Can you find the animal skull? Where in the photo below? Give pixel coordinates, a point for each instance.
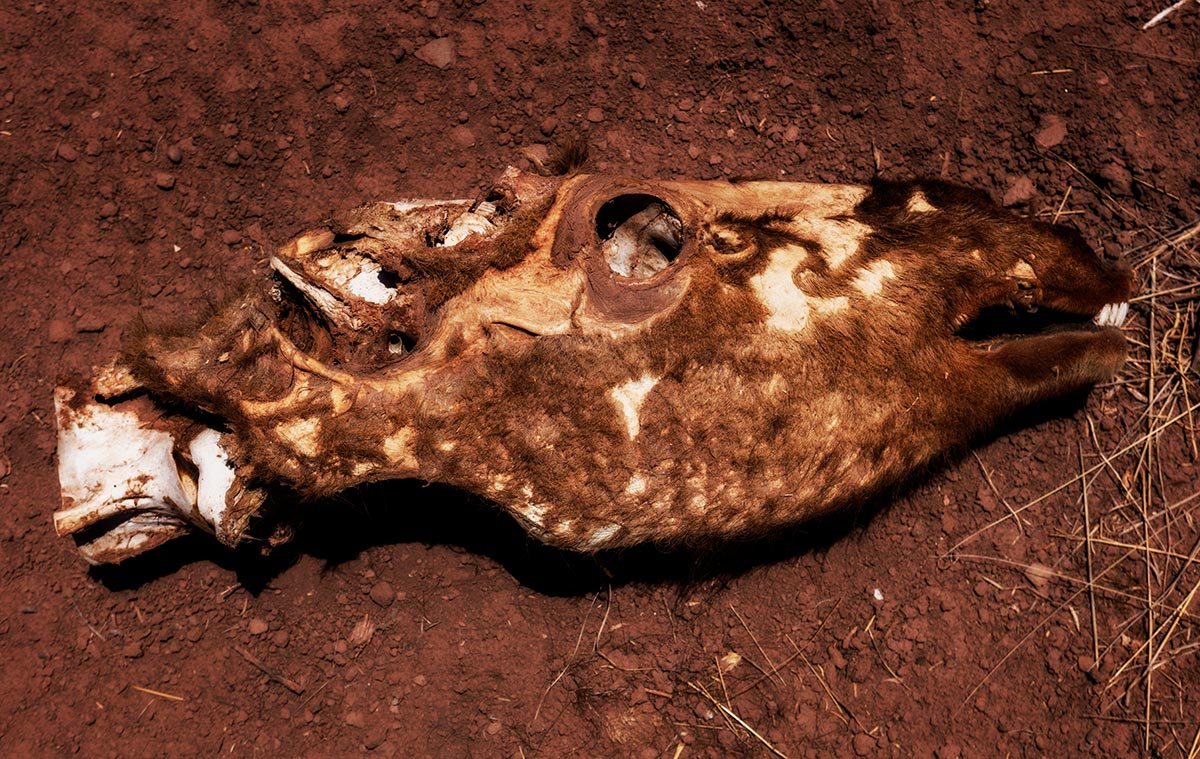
(612, 360)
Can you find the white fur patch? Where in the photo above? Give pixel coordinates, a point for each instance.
(629, 398)
(300, 435)
(870, 279)
(599, 537)
(399, 448)
(839, 239)
(787, 308)
(534, 513)
(919, 204)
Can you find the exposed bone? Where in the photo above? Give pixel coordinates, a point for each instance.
(612, 360)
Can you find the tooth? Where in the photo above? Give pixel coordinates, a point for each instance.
(1113, 315)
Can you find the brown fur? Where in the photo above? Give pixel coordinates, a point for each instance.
(799, 356)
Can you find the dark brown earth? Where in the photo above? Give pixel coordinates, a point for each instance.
(151, 156)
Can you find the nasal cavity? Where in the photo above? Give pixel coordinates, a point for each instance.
(640, 234)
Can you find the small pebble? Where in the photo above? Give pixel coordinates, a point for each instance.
(383, 593)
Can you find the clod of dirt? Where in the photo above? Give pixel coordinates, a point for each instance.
(1119, 178)
(383, 593)
(1051, 131)
(438, 53)
(1020, 191)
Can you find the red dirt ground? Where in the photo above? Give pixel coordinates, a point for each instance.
(154, 153)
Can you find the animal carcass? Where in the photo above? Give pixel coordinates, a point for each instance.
(611, 360)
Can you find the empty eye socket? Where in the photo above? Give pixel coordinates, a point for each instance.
(640, 234)
(400, 344)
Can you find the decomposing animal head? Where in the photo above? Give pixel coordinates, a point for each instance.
(612, 360)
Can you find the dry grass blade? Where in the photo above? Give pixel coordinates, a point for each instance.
(731, 715)
(169, 697)
(1162, 15)
(570, 659)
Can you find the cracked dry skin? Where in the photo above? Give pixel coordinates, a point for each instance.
(612, 360)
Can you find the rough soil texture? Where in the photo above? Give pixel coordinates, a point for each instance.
(153, 154)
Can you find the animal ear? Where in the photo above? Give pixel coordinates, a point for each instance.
(1043, 366)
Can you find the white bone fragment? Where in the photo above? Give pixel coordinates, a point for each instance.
(216, 480)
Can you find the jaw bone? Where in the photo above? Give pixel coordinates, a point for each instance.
(124, 488)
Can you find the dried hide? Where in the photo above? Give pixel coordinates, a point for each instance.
(611, 360)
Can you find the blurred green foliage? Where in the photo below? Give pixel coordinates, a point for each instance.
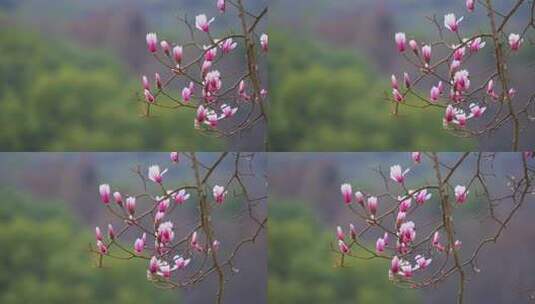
(302, 266)
(55, 96)
(325, 99)
(45, 259)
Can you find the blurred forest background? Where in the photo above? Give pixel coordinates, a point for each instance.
(330, 67)
(49, 207)
(305, 206)
(70, 77)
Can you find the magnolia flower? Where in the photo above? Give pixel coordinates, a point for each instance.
(477, 44)
(397, 95)
(221, 5)
(210, 53)
(344, 249)
(98, 234)
(228, 45)
(181, 197)
(515, 41)
(426, 53)
(118, 198)
(202, 23)
(401, 40)
(395, 265)
(177, 53)
(165, 232)
(451, 22)
(145, 82)
(219, 194)
(416, 157)
(434, 94)
(111, 232)
(372, 205)
(352, 232)
(476, 110)
(380, 245)
(155, 174)
(165, 47)
(340, 233)
(186, 94)
(422, 196)
(407, 80)
(104, 191)
(397, 174)
(347, 192)
(470, 5)
(461, 80)
(148, 96)
(461, 194)
(131, 205)
(407, 234)
(152, 42)
(139, 244)
(359, 197)
(264, 42)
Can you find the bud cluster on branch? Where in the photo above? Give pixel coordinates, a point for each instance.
(193, 66)
(454, 91)
(178, 256)
(425, 248)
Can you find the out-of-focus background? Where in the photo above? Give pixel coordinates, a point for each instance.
(305, 206)
(49, 207)
(330, 67)
(70, 76)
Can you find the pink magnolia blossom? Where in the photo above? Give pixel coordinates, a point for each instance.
(177, 53)
(221, 5)
(380, 245)
(422, 196)
(152, 42)
(426, 53)
(359, 197)
(470, 5)
(352, 232)
(228, 45)
(372, 205)
(451, 22)
(340, 233)
(264, 42)
(515, 41)
(342, 246)
(104, 191)
(347, 193)
(397, 174)
(461, 194)
(219, 193)
(131, 205)
(476, 110)
(165, 232)
(165, 47)
(202, 23)
(181, 197)
(118, 198)
(401, 41)
(416, 157)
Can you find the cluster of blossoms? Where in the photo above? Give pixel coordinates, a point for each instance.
(420, 245)
(398, 239)
(202, 86)
(158, 242)
(453, 91)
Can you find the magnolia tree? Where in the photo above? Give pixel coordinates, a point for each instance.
(195, 81)
(425, 249)
(452, 88)
(178, 256)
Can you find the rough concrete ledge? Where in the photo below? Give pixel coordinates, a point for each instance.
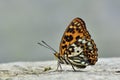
(105, 69)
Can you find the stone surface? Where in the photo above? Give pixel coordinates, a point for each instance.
(105, 69)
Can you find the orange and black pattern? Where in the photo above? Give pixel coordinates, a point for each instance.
(76, 41)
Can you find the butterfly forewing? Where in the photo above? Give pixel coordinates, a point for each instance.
(76, 40)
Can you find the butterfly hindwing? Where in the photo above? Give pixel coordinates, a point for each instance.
(76, 40)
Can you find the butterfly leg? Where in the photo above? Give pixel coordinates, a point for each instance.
(71, 64)
(59, 65)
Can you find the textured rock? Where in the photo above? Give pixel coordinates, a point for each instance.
(105, 69)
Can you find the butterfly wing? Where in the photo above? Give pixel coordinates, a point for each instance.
(77, 40)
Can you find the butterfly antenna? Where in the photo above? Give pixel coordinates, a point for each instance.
(49, 46)
(46, 46)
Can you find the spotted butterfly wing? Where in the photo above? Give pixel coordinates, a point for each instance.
(76, 47)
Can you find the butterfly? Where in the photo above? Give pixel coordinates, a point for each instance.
(76, 47)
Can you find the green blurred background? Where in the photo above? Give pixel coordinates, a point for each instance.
(23, 23)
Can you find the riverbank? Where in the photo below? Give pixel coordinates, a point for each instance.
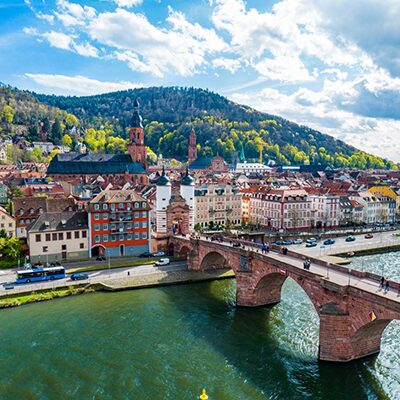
(162, 278)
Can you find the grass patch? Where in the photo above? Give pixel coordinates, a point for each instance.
(34, 297)
(119, 265)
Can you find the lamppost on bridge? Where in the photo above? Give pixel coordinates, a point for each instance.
(203, 395)
(327, 270)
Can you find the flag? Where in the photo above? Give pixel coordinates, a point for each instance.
(372, 316)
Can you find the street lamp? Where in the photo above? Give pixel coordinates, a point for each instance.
(109, 263)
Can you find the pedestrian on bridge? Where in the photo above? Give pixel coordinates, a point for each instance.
(382, 282)
(387, 286)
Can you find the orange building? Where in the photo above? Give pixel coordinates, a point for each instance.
(119, 224)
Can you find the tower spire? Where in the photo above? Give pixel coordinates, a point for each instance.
(192, 149)
(137, 121)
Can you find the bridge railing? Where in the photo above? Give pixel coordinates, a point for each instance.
(331, 266)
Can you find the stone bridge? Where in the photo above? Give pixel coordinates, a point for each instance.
(353, 310)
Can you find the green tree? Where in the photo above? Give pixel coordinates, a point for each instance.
(7, 114)
(12, 249)
(71, 120)
(67, 140)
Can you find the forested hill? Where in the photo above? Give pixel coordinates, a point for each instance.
(222, 127)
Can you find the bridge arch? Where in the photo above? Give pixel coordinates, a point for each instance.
(214, 260)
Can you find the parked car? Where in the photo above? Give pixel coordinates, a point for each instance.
(162, 261)
(8, 285)
(79, 276)
(311, 244)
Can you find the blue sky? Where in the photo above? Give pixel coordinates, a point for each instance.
(331, 65)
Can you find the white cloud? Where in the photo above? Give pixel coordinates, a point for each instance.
(78, 85)
(128, 3)
(181, 49)
(59, 40)
(73, 14)
(230, 64)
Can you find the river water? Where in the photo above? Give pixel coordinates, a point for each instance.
(169, 342)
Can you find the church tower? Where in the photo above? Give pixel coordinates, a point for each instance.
(136, 146)
(192, 152)
(187, 192)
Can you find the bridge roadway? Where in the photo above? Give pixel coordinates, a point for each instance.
(324, 270)
(353, 310)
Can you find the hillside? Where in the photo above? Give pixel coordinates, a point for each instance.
(221, 126)
(22, 116)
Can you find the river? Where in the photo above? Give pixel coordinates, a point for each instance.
(169, 342)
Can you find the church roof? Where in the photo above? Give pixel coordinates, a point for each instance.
(200, 163)
(76, 163)
(187, 179)
(163, 180)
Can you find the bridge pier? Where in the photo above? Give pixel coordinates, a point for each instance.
(266, 292)
(339, 342)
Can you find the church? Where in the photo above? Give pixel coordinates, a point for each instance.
(118, 169)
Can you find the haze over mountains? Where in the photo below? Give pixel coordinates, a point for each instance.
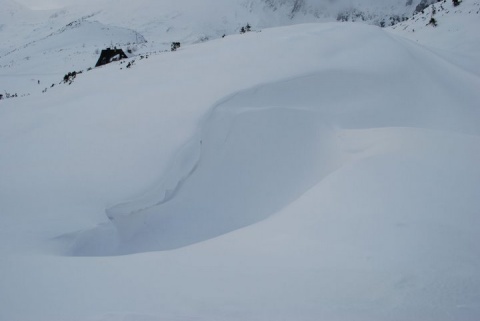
(303, 172)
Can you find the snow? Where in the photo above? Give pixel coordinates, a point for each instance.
(310, 172)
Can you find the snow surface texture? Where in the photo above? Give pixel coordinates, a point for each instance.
(312, 172)
(30, 38)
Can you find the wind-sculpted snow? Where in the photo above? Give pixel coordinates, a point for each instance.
(313, 172)
(261, 149)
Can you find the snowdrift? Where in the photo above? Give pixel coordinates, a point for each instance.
(320, 171)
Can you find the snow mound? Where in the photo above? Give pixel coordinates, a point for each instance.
(260, 149)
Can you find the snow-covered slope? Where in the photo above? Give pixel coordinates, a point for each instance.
(26, 35)
(310, 172)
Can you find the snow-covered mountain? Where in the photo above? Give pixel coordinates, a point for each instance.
(318, 171)
(150, 26)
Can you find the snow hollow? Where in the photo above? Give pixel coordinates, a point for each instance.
(322, 171)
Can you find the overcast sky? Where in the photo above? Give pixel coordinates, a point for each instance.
(51, 4)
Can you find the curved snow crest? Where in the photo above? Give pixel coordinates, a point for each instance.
(259, 150)
(184, 165)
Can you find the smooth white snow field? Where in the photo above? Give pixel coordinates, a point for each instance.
(323, 172)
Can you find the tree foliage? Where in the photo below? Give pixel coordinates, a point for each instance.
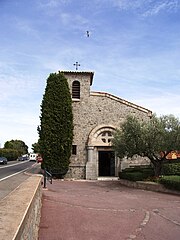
(56, 124)
(154, 139)
(17, 145)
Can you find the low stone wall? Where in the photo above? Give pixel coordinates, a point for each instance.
(151, 186)
(20, 211)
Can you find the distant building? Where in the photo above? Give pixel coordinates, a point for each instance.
(95, 116)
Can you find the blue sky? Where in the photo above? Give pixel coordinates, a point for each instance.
(133, 48)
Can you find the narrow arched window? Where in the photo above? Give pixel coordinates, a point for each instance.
(76, 89)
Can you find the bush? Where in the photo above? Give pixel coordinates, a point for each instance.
(136, 174)
(171, 169)
(171, 182)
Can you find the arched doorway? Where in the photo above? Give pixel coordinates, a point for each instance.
(101, 160)
(106, 163)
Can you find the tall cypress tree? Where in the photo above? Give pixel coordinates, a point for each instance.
(56, 124)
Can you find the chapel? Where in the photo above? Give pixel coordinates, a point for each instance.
(95, 117)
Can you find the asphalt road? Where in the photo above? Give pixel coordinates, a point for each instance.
(14, 173)
(100, 210)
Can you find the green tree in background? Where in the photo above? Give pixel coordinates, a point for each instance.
(56, 124)
(154, 139)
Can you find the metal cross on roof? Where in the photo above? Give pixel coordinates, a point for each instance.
(77, 65)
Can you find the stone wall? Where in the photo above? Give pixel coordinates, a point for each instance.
(20, 211)
(94, 109)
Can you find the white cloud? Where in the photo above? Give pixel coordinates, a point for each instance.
(147, 7)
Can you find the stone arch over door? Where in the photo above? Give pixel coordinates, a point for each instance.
(99, 141)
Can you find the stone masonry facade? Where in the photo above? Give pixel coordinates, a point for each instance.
(95, 116)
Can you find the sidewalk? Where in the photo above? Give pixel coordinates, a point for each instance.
(97, 210)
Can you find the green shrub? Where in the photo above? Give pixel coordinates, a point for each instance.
(171, 169)
(171, 182)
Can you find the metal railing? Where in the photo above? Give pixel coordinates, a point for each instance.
(47, 176)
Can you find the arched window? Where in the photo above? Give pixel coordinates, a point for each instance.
(76, 89)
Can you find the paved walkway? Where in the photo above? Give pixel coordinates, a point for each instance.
(106, 210)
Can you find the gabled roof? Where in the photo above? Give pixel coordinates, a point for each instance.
(80, 73)
(127, 103)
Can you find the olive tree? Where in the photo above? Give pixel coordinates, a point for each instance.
(154, 138)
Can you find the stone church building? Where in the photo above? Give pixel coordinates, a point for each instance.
(95, 116)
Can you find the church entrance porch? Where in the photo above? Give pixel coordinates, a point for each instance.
(106, 163)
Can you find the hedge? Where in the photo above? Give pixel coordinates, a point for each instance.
(136, 174)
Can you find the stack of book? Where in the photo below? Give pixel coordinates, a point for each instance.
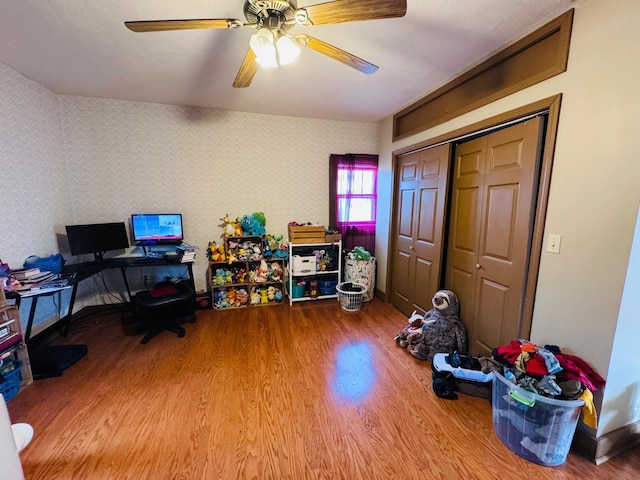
(186, 253)
(32, 275)
(9, 335)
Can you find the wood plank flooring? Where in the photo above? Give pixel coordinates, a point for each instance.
(301, 392)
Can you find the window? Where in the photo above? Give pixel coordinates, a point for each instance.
(352, 198)
(356, 195)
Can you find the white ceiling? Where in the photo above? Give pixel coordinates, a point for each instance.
(81, 47)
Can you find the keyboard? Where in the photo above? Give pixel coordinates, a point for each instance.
(146, 261)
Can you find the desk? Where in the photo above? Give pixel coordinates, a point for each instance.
(51, 360)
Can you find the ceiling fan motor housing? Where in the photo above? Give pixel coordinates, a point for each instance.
(277, 15)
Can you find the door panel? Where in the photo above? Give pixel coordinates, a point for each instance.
(419, 228)
(491, 228)
(491, 307)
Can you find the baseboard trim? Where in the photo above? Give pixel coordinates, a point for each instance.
(604, 448)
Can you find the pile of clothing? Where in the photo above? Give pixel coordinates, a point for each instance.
(548, 372)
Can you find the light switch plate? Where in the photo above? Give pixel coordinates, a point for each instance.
(553, 243)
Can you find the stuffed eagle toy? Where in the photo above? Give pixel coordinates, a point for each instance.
(440, 330)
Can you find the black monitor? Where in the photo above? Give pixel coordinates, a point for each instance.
(157, 228)
(97, 238)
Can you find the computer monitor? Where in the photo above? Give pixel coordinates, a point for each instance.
(97, 238)
(157, 228)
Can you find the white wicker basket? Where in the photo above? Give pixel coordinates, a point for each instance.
(350, 300)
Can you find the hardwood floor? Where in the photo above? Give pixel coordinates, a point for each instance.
(301, 392)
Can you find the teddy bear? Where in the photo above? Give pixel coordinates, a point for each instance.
(413, 332)
(443, 332)
(251, 226)
(262, 273)
(275, 272)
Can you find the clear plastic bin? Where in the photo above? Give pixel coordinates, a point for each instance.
(537, 428)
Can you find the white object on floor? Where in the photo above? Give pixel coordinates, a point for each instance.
(9, 458)
(22, 434)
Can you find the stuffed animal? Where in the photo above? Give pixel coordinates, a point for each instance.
(220, 277)
(444, 332)
(275, 272)
(242, 295)
(262, 273)
(255, 298)
(413, 332)
(251, 226)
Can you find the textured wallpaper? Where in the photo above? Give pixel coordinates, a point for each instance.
(70, 160)
(125, 157)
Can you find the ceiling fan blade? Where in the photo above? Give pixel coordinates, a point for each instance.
(340, 11)
(336, 53)
(162, 25)
(247, 71)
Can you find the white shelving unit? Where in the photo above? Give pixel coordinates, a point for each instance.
(295, 275)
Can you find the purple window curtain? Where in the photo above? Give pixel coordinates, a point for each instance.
(354, 233)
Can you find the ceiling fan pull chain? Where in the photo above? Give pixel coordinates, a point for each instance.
(302, 18)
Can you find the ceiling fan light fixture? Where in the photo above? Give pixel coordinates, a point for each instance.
(288, 51)
(263, 45)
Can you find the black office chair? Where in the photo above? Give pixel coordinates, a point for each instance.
(165, 307)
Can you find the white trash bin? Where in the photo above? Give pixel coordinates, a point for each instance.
(362, 272)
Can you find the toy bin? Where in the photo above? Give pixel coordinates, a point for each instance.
(537, 428)
(327, 286)
(297, 291)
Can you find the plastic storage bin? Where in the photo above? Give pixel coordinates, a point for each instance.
(537, 428)
(362, 272)
(350, 295)
(10, 377)
(327, 287)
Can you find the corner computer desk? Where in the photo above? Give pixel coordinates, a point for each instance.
(44, 367)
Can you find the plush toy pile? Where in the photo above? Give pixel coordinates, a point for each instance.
(439, 331)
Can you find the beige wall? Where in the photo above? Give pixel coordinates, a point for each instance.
(68, 159)
(594, 193)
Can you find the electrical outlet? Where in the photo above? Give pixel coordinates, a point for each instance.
(553, 243)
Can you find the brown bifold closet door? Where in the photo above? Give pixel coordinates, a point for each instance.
(489, 234)
(420, 206)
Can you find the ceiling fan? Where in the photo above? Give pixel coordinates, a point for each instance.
(272, 44)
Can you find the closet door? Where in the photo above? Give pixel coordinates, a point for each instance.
(418, 233)
(490, 229)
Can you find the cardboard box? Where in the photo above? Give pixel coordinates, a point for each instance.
(303, 265)
(306, 234)
(332, 237)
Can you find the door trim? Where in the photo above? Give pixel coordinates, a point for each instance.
(551, 105)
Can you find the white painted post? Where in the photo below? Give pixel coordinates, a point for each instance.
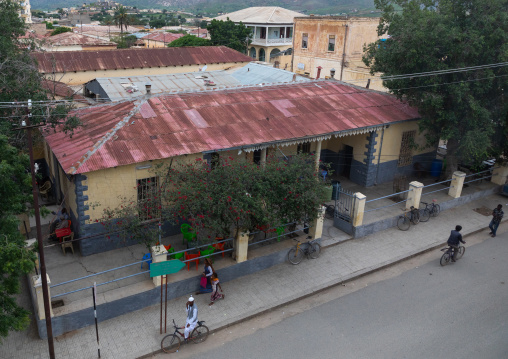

○ ○ ○

How many lines of the records above contain the string "white", with case counting? Reply with the number alone.

Final result: 11